- [Exercise aim] Reproduce verbatim the stretch of the data below from the line containing "job: provide the outline of every instance of the man's" through the end of the data, both ends included.

+ + + + + + +

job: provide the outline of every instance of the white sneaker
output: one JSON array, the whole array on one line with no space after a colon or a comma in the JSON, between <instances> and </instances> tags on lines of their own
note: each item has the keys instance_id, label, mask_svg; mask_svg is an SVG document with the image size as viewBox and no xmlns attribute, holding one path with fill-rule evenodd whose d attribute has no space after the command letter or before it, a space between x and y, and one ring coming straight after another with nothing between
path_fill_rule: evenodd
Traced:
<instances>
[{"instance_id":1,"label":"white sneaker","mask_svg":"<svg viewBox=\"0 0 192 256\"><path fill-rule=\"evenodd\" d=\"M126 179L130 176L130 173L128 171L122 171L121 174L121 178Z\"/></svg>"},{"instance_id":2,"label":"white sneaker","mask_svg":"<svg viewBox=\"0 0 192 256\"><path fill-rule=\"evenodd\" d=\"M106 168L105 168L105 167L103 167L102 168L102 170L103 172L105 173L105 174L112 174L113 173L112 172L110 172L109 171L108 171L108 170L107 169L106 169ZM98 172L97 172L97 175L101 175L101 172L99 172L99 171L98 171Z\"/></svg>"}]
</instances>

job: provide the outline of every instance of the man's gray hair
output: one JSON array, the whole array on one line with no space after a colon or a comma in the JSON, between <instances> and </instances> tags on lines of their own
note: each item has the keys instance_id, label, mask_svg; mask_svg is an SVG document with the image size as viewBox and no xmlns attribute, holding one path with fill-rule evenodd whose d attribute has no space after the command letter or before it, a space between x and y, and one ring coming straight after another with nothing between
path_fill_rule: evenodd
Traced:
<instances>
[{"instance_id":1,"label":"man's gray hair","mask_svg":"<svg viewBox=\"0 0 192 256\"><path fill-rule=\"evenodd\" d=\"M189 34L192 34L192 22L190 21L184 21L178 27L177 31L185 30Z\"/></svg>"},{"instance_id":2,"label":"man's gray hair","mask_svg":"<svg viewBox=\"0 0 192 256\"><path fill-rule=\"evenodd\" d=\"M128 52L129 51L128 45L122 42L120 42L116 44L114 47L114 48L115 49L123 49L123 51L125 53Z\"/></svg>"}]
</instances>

+ + + + + + +

- [Output for this exercise]
job: provide the outline of every instance of the man's gray hair
output: one JSON array, the whole array on one line with no space after a colon or a comma in the JSON, between <instances> and </instances> tags on lines of their own
note: each item has the keys instance_id, label, mask_svg; mask_svg is an SVG document with the image size as viewBox and no xmlns attribute, holding one path with fill-rule evenodd whose d attribute has no space after the command letter or before it, a space between x and y, and one ring coming straight after another with nothing between
path_fill_rule: evenodd
Traced:
<instances>
[{"instance_id":1,"label":"man's gray hair","mask_svg":"<svg viewBox=\"0 0 192 256\"><path fill-rule=\"evenodd\" d=\"M189 34L192 34L192 22L190 21L184 21L178 27L177 31L185 30Z\"/></svg>"},{"instance_id":2,"label":"man's gray hair","mask_svg":"<svg viewBox=\"0 0 192 256\"><path fill-rule=\"evenodd\" d=\"M128 52L129 51L128 45L122 42L120 42L116 44L114 47L114 48L115 49L123 49L123 51L125 53Z\"/></svg>"}]
</instances>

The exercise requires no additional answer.